String voyageApiKey = System.getenv("VOYAGE_API_KEY");
if (voyageApiKey == null) {
    System.out.println("Skipping VoyageAI example - VOYAGE_API_KEY not set");
} else {
    var voyageModel = VoyageAiEmbeddingModel.builder()
        .apiKey(voyageApiKey)
        .modelName("voyage-law-2")
        .build();
    
    var vo = new LangChain4JVectorizer("voyage-law-2", voyageModel);
    
    float[] voyageTest = vo.embed("This is a test sentence.");
    System.out.println("VoyageAI Vector dimensions: " + voyageTest.length);
    System.out.println("First 10 dimensions: " + Arrays.toString(Arrays.copyOfRange(voyageTest, 0, 10)));
}

### Custom Vectorizers

RedisVL4j supports custom vectorizers by extending `BaseVectorizer`. This enables compatibility with any embedding generation function.

In [None]:
// Create a simple custom vectorizer
class CustomVectorizer extends BaseVectorizer {
    public CustomVectorizer() {
        super("custom-model", 768, "float32");
    }
    
    @Override
    protected float[] generateEmbedding(String text) {
        // Simple example: fill with constant value
        float[] embedding = new float[768];
        Arrays.fill(embedding, 0.101f);
        return embedding;
    }
    
    @Override
    protected List<float[]> generateEmbeddingsBatch(List<String> texts, int batchSize) {
        return texts.stream()
            .map(this::generateEmbedding)

__________________________________________________

PROBLEM REQUIREMENTS –
Copy everything from "var vo = new" down to "embedding generation function." in the RedisVL4j vectorizer code, swapping "voyageTest" for "sampleVector" wherever it occurs.

Items from a collection
__________________________________________________

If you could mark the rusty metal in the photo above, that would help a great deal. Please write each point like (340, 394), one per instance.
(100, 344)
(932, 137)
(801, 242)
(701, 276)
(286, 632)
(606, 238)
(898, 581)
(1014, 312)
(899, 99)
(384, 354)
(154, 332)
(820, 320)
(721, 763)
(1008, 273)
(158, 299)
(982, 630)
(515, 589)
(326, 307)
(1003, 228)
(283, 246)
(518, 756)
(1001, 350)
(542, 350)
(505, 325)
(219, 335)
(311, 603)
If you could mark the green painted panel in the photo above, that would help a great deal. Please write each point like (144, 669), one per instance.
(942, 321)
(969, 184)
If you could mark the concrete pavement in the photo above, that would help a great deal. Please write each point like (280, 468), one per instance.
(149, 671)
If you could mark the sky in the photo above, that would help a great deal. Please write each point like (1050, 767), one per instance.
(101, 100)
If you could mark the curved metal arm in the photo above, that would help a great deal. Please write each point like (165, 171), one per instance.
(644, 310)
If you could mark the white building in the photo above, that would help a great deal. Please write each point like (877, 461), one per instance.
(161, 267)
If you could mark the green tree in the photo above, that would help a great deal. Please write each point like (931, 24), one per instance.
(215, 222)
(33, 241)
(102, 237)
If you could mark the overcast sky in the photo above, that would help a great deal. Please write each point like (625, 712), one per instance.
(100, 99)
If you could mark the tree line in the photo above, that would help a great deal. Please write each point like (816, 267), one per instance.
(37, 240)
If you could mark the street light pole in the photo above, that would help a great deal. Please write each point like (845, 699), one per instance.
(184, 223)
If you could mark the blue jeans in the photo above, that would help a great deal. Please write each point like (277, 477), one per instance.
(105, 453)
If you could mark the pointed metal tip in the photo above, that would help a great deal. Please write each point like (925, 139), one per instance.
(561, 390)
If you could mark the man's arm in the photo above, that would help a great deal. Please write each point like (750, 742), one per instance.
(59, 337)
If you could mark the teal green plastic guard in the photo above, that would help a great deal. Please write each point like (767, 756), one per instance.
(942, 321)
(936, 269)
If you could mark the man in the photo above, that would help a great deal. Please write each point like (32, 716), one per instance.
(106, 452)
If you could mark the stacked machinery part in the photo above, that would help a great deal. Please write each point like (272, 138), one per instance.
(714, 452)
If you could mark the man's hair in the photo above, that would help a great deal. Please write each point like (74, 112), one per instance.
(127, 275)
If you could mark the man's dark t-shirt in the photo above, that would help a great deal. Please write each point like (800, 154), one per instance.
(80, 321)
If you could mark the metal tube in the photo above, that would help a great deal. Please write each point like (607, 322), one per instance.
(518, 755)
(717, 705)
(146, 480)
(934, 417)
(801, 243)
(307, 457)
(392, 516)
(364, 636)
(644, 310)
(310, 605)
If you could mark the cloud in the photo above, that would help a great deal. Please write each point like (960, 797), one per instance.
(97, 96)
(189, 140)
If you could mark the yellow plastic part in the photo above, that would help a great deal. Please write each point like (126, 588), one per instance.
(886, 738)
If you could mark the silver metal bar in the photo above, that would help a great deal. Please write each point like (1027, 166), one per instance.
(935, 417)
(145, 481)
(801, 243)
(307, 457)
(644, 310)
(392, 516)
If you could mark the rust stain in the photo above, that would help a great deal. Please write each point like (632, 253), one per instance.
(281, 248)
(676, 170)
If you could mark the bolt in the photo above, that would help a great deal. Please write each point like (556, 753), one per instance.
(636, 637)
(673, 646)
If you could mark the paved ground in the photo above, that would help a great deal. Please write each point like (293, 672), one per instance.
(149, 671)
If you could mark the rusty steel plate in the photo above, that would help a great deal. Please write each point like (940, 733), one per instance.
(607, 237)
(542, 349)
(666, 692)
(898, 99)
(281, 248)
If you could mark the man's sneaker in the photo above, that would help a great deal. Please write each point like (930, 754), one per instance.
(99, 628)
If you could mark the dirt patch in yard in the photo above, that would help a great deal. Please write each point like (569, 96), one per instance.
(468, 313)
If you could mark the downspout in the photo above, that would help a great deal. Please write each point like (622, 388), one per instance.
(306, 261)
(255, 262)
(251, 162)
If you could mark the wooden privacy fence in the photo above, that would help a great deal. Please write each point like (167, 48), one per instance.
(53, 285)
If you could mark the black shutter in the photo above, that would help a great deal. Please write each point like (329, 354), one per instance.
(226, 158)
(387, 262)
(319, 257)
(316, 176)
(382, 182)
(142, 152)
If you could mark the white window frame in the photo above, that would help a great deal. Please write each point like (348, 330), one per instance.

__________________________________________________

WRITTEN ANSWER –
var vo = new LangChain4JVectorizer("voyage-law-2", voyageModel);
    
    float[] sampleVector = vo.embed("This is a test sentence.");
    System.out.println("VoyageAI Vector dimensions: " + sampleVector.length);
    System.out.println("First 10 dimensions: " + Arrays.toString(Arrays.copyOfRange(sampleVector, 0, 10)));
}

### Custom Vectorizers

RedisVL4j supports custom vectorizers by extending `BaseVectorizer`. This enables compatibility with any embedding generation function.